TASK BRIEF:
Reproduce verbatim the lines of the records below, starting at the line that contains "Exercise. Point out each instance of the horizon" and ending at the line that contains "Exercise. Point out each instance of the small", with both of those lines included.

ENTRIES SHOWN:
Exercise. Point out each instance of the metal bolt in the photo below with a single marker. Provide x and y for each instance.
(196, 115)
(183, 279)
---
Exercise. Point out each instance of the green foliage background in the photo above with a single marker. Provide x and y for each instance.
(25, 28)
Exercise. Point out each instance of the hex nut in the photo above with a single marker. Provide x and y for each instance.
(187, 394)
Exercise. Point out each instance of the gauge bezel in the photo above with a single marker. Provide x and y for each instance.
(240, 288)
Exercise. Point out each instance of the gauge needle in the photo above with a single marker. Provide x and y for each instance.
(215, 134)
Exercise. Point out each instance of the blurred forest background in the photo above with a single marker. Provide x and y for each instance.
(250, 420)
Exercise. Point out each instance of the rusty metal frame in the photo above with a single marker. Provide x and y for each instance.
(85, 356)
---
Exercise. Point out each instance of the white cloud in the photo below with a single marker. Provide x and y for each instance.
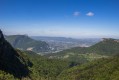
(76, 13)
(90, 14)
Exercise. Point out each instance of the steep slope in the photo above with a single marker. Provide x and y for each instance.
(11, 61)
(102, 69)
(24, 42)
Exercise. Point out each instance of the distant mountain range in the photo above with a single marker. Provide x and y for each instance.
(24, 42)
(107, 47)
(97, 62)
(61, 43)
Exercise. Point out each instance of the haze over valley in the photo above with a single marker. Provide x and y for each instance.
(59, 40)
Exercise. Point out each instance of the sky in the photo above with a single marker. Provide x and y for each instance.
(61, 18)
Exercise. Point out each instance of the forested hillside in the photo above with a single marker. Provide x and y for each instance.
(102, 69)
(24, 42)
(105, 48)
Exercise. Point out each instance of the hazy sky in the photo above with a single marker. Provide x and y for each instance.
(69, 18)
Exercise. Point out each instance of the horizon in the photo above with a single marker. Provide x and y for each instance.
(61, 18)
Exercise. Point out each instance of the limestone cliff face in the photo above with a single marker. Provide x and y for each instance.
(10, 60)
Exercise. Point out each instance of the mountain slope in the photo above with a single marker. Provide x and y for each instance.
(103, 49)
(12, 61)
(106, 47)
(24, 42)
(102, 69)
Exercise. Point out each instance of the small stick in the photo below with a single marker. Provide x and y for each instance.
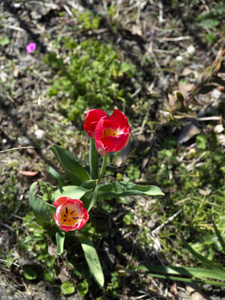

SOLUTION TO THIS TASK:
Exercise. Point out each instance of the horizon in the photo above with a single marker. Provide x and y for each instance.
(61, 18)
Exercise. Point out each instance of the limestone cliff face in the photo above with a single marker. Provide x and y for each instance.
(10, 60)
Exercise. Point out each instance of the mountain slope in the photo above with a single marker. Provide x and y for each instance.
(103, 49)
(12, 61)
(106, 47)
(24, 42)
(102, 69)
Exercise. Point out each instance of the small stick in the photo below with a single marker. Provide x and y for each instance.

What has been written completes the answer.